Items from a data source ▸
━━━━
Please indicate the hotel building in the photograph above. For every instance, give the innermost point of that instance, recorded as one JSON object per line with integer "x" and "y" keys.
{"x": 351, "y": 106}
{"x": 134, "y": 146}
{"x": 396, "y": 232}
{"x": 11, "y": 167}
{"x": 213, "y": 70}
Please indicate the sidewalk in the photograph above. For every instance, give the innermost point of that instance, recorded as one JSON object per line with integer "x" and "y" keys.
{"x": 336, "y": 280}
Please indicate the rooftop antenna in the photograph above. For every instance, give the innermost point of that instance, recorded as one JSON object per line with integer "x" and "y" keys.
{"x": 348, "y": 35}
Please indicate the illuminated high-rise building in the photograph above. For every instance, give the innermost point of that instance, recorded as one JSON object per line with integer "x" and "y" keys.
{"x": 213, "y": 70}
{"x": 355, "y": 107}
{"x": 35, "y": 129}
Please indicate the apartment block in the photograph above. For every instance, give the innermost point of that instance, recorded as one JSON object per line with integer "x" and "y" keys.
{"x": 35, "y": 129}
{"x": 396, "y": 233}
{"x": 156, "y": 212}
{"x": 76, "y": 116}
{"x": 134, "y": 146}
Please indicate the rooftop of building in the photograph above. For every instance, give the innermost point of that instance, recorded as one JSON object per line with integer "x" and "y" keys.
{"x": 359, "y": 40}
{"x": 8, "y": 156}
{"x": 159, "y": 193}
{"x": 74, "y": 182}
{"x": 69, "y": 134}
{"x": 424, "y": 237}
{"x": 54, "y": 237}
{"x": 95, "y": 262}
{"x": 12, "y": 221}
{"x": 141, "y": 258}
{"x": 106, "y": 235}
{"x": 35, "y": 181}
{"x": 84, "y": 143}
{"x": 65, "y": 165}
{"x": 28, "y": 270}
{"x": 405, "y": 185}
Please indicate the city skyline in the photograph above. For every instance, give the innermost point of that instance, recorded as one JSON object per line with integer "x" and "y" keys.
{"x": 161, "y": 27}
━━━━
ABOUT THIS EXERCISE ▸ Return the lines above, starting at the one that contains "Please indicate the city" and running through the last, exactly as they appear, with no extra lines.

EXERCISE RESULT ▸
Please indicate the city skyline in the photograph above. For every instance, give the innermost point of that instance, recorded as one JSON object per line with integer "x" and "y" keys.
{"x": 161, "y": 27}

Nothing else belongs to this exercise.